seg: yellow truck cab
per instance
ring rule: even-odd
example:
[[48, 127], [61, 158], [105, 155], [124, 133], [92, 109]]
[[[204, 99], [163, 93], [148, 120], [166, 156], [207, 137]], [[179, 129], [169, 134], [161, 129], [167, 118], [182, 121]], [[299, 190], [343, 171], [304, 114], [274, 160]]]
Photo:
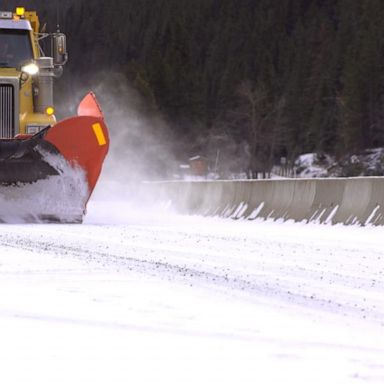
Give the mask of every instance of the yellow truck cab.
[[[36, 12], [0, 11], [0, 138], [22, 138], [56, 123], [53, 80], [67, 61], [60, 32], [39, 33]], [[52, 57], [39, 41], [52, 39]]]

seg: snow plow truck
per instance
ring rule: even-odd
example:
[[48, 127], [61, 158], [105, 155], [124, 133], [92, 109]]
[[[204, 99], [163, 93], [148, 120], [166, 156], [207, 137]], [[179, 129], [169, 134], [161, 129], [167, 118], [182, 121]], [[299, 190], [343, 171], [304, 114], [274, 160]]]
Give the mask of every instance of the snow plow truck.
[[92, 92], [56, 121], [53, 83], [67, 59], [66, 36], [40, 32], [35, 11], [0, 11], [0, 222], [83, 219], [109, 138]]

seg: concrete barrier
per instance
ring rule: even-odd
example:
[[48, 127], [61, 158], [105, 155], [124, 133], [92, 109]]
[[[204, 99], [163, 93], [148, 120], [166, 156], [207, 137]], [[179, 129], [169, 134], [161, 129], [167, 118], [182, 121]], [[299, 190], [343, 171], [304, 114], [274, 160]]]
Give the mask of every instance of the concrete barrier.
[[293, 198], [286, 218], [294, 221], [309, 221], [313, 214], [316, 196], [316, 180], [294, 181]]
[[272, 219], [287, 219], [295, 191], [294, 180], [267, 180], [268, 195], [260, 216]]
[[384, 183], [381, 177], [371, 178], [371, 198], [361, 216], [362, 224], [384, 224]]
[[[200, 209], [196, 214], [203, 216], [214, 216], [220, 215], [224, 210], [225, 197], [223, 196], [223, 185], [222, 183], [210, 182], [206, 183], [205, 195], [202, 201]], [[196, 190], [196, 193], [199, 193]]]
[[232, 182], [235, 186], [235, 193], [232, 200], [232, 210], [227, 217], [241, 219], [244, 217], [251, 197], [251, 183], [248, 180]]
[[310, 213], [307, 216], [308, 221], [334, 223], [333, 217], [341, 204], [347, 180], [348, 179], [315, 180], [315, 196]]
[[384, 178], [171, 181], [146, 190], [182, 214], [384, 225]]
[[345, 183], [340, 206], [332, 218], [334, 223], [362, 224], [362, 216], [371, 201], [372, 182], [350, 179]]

------------------------------------------------

◆ Instructions to follow ◆
The records above should be written out in full and unchanged, except that pictures are dropped.

◆ Reply ◆
seg: yellow truck cab
per instance
ring rule: even-odd
example:
[[48, 127], [61, 158], [105, 155], [124, 133], [92, 109]]
[[[204, 99], [163, 93], [148, 120], [166, 156], [207, 137]], [[179, 129], [169, 134], [161, 129], [167, 118], [182, 121]], [[299, 190], [343, 171], [304, 114], [274, 160]]]
Photo:
Give the mask of every instance of the yellow truck cab.
[[[36, 12], [0, 11], [0, 138], [22, 138], [56, 123], [53, 80], [67, 61], [60, 32], [39, 33]], [[52, 57], [39, 41], [52, 39]]]

seg: snow plow truck
per instance
ring rule: even-odd
example:
[[48, 127], [61, 158], [105, 155], [124, 133], [92, 109]]
[[[204, 99], [163, 93], [148, 120], [166, 156], [207, 137]], [[179, 129], [169, 134], [161, 129], [167, 118], [182, 121]], [[299, 190], [343, 171], [304, 114], [274, 160]]]
Give the mask of every instance of the snow plow truck.
[[92, 92], [56, 121], [53, 83], [67, 59], [66, 36], [40, 32], [35, 11], [0, 11], [0, 222], [83, 219], [109, 138]]

seg: concrete barrier
per instance
ring rule: even-odd
example:
[[48, 127], [61, 158], [105, 155], [124, 133], [92, 109]]
[[[204, 99], [163, 93], [148, 120], [166, 156], [207, 137]], [[179, 129], [169, 134], [161, 129], [167, 118], [182, 121]], [[299, 190], [343, 171], [304, 114], [274, 160]]]
Give the mask of every instance of the concrete barrier.
[[293, 198], [286, 218], [294, 221], [309, 221], [313, 214], [316, 196], [316, 180], [294, 181]]
[[272, 219], [287, 219], [295, 191], [294, 180], [267, 180], [268, 195], [260, 216]]
[[384, 183], [381, 177], [371, 178], [371, 198], [361, 216], [362, 224], [384, 224]]
[[[200, 209], [196, 214], [203, 216], [214, 216], [220, 215], [224, 210], [225, 197], [223, 196], [223, 185], [222, 183], [210, 182], [206, 183], [205, 195], [202, 201]], [[196, 190], [196, 193], [199, 193]]]
[[232, 182], [235, 186], [235, 193], [232, 200], [232, 210], [227, 217], [241, 219], [244, 217], [251, 197], [251, 183], [248, 180]]
[[310, 213], [307, 216], [308, 221], [334, 223], [333, 217], [341, 204], [347, 180], [348, 179], [315, 180], [315, 196]]
[[384, 178], [171, 181], [146, 190], [182, 214], [384, 225]]
[[345, 183], [340, 206], [332, 218], [334, 223], [362, 224], [362, 216], [371, 201], [372, 182], [350, 179]]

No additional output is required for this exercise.